- Exercise goal -
Write out all the items again, changing "shelf" to "ledge" and leaving everything else the same.

· · · · · · ·

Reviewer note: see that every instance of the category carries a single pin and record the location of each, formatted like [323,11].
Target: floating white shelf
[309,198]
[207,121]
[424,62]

· · · · · · ·

- Solution for this problem -
Reviewer note: see that every instance of the category carries a single pin and record the location of each, formatted like [323,11].
Target: floating white ledge
[309,198]
[207,121]
[424,62]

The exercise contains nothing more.